[Location identification items]
▼

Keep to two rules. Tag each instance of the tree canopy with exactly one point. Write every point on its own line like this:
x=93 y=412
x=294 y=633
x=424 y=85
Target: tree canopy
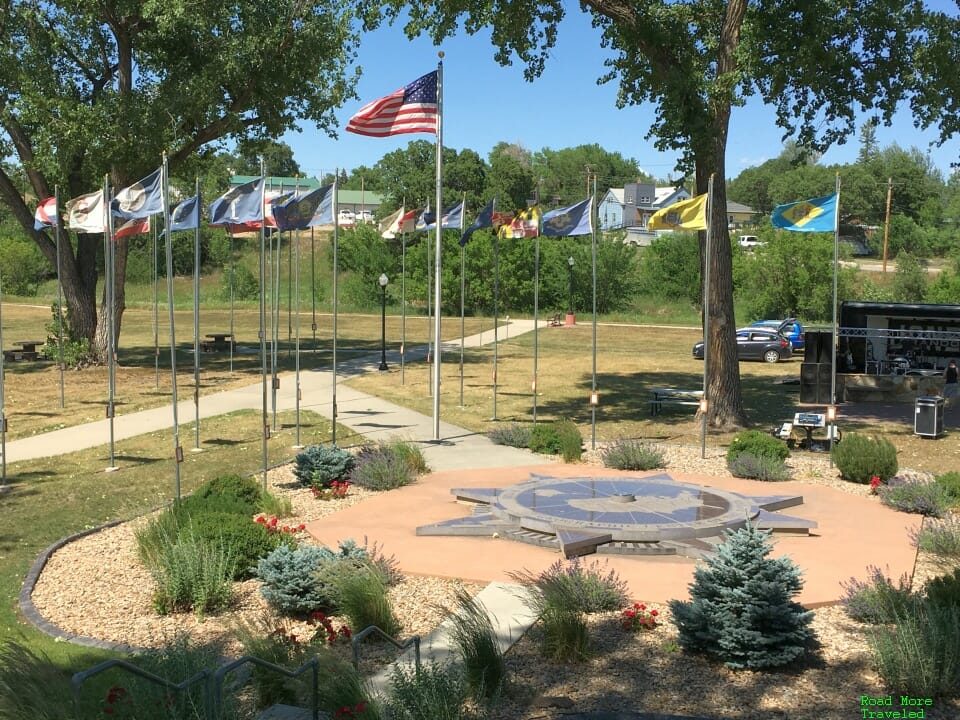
x=95 y=89
x=816 y=62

▲

• [YOUR GOAL]:
Rewrite every line of the records above, requests included, but multiply each x and y coordinate in the answers by 0.2 and round it to a whole number, with halves rounding up. Keep the numbers in the requests and their format samples unchanged, and leave the pictures out.

• [THE OUTPUT]:
Keep to two rules. Tag each instance of the tree canopy with exactly one point. Write every point on its own line like this:
x=93 y=412
x=294 y=633
x=424 y=85
Target: tree canopy
x=19 y=18
x=163 y=12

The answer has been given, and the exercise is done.